[Start of section]
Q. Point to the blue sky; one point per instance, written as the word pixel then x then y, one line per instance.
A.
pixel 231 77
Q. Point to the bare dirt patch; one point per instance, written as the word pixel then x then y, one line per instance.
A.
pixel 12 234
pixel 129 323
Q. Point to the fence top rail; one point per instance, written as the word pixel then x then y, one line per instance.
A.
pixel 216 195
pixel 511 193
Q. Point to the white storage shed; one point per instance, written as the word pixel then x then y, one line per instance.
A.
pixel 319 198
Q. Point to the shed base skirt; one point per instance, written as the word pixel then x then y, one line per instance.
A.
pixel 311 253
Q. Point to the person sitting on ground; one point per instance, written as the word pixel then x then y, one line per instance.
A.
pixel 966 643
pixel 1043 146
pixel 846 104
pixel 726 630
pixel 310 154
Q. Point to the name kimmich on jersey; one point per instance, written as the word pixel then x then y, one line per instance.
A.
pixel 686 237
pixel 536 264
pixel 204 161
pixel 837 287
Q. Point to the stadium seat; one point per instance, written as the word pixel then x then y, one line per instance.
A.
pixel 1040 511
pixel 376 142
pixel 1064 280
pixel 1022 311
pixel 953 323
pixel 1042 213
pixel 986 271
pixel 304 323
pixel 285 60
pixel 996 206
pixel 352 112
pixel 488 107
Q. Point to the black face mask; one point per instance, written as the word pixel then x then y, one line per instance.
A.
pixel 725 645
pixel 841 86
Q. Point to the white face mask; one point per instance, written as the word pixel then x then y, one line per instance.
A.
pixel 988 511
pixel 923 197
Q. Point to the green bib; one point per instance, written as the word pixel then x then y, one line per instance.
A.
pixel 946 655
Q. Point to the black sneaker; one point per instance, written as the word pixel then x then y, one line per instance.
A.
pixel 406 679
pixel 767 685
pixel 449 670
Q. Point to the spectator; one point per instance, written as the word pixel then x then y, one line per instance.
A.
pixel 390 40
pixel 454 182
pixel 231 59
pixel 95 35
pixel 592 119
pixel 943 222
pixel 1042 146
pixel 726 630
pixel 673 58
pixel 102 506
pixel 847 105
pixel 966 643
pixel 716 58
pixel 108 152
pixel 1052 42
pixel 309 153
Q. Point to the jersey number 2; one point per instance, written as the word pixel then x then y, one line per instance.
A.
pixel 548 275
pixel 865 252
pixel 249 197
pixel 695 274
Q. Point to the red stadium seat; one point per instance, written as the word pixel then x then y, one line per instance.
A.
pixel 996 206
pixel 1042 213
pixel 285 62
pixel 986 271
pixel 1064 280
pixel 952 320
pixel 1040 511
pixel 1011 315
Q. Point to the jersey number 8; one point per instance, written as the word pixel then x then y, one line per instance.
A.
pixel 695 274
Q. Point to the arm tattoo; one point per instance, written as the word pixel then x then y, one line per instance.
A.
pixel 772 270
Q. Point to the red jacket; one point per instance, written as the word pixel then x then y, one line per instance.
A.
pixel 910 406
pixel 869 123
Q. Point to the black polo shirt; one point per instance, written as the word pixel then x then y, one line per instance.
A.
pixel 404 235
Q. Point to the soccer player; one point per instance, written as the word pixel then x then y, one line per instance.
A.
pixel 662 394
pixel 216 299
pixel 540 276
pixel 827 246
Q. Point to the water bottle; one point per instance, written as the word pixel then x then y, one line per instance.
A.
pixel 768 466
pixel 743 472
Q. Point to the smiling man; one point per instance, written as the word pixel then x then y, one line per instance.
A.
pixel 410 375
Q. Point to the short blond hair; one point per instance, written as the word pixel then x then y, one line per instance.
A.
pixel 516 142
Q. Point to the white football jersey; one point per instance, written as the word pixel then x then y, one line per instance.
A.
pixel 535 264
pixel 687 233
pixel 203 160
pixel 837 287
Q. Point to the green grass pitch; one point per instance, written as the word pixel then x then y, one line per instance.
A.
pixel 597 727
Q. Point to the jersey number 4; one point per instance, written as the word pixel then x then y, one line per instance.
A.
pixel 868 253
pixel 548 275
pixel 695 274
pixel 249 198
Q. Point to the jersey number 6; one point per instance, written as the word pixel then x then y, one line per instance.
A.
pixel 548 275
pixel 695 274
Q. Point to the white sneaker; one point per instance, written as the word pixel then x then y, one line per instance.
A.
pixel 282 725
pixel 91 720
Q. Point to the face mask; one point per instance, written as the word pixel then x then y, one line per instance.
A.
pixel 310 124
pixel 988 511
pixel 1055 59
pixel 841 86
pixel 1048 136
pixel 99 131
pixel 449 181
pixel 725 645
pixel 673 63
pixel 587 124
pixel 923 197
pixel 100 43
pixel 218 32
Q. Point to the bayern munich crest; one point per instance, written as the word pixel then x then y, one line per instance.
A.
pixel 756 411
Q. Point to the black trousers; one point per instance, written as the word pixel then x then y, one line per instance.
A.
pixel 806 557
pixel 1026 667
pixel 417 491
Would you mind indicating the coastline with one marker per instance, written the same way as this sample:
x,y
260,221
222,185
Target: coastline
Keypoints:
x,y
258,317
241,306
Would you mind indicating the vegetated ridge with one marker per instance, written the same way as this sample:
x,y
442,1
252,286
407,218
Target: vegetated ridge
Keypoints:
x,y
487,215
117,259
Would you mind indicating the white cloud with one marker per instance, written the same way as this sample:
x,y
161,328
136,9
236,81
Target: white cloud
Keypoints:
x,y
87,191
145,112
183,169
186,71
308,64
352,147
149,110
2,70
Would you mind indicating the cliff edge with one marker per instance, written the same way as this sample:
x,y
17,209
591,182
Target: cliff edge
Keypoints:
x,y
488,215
[End of section]
**Aim of the exercise**
Return the records above verbatim, in their entirety.

**Task response**
Q. Point to the blue sky; one point per instance, written as the word pixel then x then y, one line per instance.
A.
pixel 231 77
Q. Point to the bare dirt patch; one point per instance, written as the word pixel then x then y, one line per instance.
A.
pixel 12 234
pixel 129 323
Q. Point to the fence top rail; one point per instance, written as the word pixel then x then y, one line per instance.
A.
pixel 216 195
pixel 511 193
Q. Point to the white storage shed; one point per instance, written as the word pixel then x then y, one line per instance.
A.
pixel 319 198
Q. Point to the shed base skirt; one point per instance, written as the word pixel then x then y, one line per instance.
A.
pixel 311 253
Q. Point to the person sitting on ground; one point per instance, written as the word pixel then x then y, one line per instance.
A.
pixel 966 643
pixel 1043 146
pixel 846 104
pixel 726 630
pixel 310 154
Q. Point to the name kimmich on jersey; one point per instance, written as the word pixel then x then y, one line per instance.
A.
pixel 686 237
pixel 536 264
pixel 204 161
pixel 837 287
Q. Point to the stadium seat; one point per instance, written as the word pixel then x then y, one line per instance.
A.
pixel 1040 511
pixel 376 142
pixel 1064 280
pixel 1022 311
pixel 953 323
pixel 1042 213
pixel 986 271
pixel 304 323
pixel 285 60
pixel 996 206
pixel 352 112
pixel 488 107
Q. Point to the black face mask; one point per instance, written as the word pixel then x then y, one line per instance.
A.
pixel 725 645
pixel 841 86
Q. Point to the white face mask; one point per instance, written as the word pixel then x then y, one line per instance.
A.
pixel 988 511
pixel 923 197
Q. Point to the green bib; one point per instance, written as the word pixel then x then y, one line per instance.
A.
pixel 946 655
Q. Point to the black sneaker; one point per instance, written as the word pixel then x then y, one line per instance.
A.
pixel 406 679
pixel 767 685
pixel 449 670
Q. Point to the spectator; one point per instance, written as the word pixel then x then y, one line per instance.
A.
pixel 390 40
pixel 454 182
pixel 231 59
pixel 95 35
pixel 592 119
pixel 943 222
pixel 1042 146
pixel 726 630
pixel 673 58
pixel 102 506
pixel 847 105
pixel 966 643
pixel 716 58
pixel 108 152
pixel 1052 42
pixel 309 153
Q. Point to the jersey number 2; one point per instance, written as the word pixel then x then y, one line per instance.
A.
pixel 548 275
pixel 865 252
pixel 249 197
pixel 695 274
Q. Point to the red stadium seat; one point per instance, written as the word pixel then x then y, one line per instance.
A.
pixel 996 206
pixel 1042 213
pixel 285 62
pixel 986 271
pixel 1064 280
pixel 952 320
pixel 1040 511
pixel 1011 315
Q. Point to the jersey number 8; one point per instance, written as the word pixel then x then y, one line per instance.
A.
pixel 695 274
Q. Point to the arm tattoo; one point per instance, written as the word pixel then x then y, one line per instance.
A.
pixel 772 270
Q. Point to the red jacket; one point per instance, written as the word pixel then x then y, one line per instance.
A.
pixel 910 406
pixel 869 123
Q. Point to the black polo shirt; one point per instance, written as the word pixel then x then y, one line per instance.
A.
pixel 404 235
Q. Point to the soccer player; one point per instance, written as the word pixel then x then y, one line per instance.
A.
pixel 662 394
pixel 216 299
pixel 540 276
pixel 827 246
Q. Point to the water bottle; one point per instance, written as the word pixel then x then y, one line per instance.
A.
pixel 768 466
pixel 743 472
Q. Point to the smiling man; one point per instance, written as the word pixel then x then y, one line per instance.
A.
pixel 410 375
Q. Point to the short blond hair; one point per instance, written as the word pixel then x then y, one line per instance.
A.
pixel 516 142
Q. Point to the white football jersey; one point per instance, written as the word pixel then x then y, one line per instance.
A.
pixel 535 264
pixel 687 233
pixel 203 160
pixel 837 287
Q. Point to the green grass pitch; one point per instance, written as the word pixel then x then y, one line per instance.
A.
pixel 597 727
Q. Point to the jersey number 4; one point per instance, written as the word pixel then x then y, one line per instance.
A.
pixel 868 253
pixel 548 275
pixel 695 274
pixel 249 198
Q. Point to the jersey number 6; one point per instance, written as the word pixel then x then y, one line per instance.
A.
pixel 548 275
pixel 695 274
Q. Point to the white sneaker; one point per instance, written as the word pixel then x then y, one line per instance.
A.
pixel 282 725
pixel 91 720
Q. Point to the face mask; one point per instance, written as the word pixel then x then y, one line per instance.
A.
pixel 310 124
pixel 988 511
pixel 1055 59
pixel 841 86
pixel 1048 136
pixel 99 131
pixel 449 181
pixel 725 645
pixel 673 63
pixel 587 124
pixel 923 197
pixel 100 43
pixel 218 32
Q. Point to the bayern munich crest; one point per instance, written as the word pixel then x then y, one line per instance.
A.
pixel 756 411
Q. Point to the black trousers; one point per instance, written as the word pixel then x then y, one line per instance.
A.
pixel 806 557
pixel 1026 667
pixel 417 491
Would you mind indicating the coastline with one marker per instance, written the same way as this sample:
x,y
260,221
222,185
Target: coastline
Keypoints:
x,y
258,317
241,306
Would you mind indicating the vegetated ridge with one marker per instance, written the same way as this sample:
x,y
442,1
252,286
407,218
Target: vegetated ridge
Keypoints:
x,y
487,215
117,259
Would you mind indicating the white cloud with one marker per instance, written the same way as this sample:
x,y
161,328
136,9
236,81
Target: white cloud
Keypoints:
x,y
87,191
145,112
183,169
186,71
308,64
352,147
149,110
2,70
Would you mind indicating the cliff edge with one marker per instance, written the same way as this sample:
x,y
17,209
591,182
Target: cliff edge
Keypoints:
x,y
488,215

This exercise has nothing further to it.